**ARTICLE:**
----

- They've been trying for more than a decade. They've built
more than 2,000 databases to do the job. They're spending nearly $19 billion
a year. But, despite all that effort, Defense Department officials still
haven't come up with a way to track the Pentagon's supplies, finances or
people, according to a new congressional report.
-
- Instead, America's armed forces are using a tangle of
duplicative, isolated and often outdated computer systems to keep tabs
on their assets. And they're not doing it particularly well. These "fundamentally
flawed business systems" are leaving the Pentagon wide open to "fraud,
waste and abuse," the General Accounting Office, Congress' investigatory
arm, notes in its report. And they're making soldiers' lives a whole lot
more difficult in the process.
-
- Some outside analysts see the inefficiency as an unfortunate
but necessary consequence of the Pentagon's enormous commitments and largely
successful track record. But others think the Defense Department could
handle its operations a whole lot better.

----

**DATA PROVIDED:**
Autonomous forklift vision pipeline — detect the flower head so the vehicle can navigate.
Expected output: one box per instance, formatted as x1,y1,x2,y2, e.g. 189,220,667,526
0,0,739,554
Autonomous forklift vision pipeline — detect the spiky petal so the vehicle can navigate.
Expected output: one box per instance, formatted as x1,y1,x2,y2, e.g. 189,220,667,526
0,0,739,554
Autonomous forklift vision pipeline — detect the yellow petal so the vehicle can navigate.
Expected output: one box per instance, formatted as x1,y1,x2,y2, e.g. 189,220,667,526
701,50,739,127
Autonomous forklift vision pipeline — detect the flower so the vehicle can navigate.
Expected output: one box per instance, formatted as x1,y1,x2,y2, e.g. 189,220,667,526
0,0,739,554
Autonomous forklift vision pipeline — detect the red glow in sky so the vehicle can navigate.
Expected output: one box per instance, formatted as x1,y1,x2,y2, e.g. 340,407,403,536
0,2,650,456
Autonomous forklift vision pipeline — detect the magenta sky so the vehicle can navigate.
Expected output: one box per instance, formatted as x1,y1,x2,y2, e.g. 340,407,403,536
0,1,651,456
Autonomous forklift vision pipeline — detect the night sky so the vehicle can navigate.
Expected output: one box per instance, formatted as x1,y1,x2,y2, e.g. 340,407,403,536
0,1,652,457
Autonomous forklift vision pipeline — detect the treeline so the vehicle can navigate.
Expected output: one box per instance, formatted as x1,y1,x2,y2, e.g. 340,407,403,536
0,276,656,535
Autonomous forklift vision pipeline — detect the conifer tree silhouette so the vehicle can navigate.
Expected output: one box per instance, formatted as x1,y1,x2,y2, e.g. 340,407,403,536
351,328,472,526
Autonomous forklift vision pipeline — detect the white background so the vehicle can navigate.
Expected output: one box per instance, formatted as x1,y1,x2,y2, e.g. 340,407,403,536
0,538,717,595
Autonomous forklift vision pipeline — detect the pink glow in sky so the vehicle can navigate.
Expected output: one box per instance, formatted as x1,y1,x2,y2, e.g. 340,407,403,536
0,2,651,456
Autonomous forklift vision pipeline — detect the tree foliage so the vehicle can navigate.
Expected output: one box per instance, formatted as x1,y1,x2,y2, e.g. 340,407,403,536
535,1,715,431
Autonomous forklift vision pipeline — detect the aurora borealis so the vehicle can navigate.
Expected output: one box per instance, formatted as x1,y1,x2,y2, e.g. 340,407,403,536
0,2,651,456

----

**TASK LIST:**
1. According to the article on Pentagon business systems, how much is the Defense Department spending each year?
2. Please quote the article on Pentagon business systems word for word, starting at "- They've been" and ending at "new congressional report.".

**ANSWERS BY TASK:**
1. Nearly $19 billion a year.

2.
- They've been trying for more than a decade. They've built
more than 2,000 databases to do the job. They're spending nearly $19 billion
a year. But, despite all that effort, Defense Department officials still
haven't come up with a way to track the Pentagon's supplies, finances or
people, according to a new congressional report.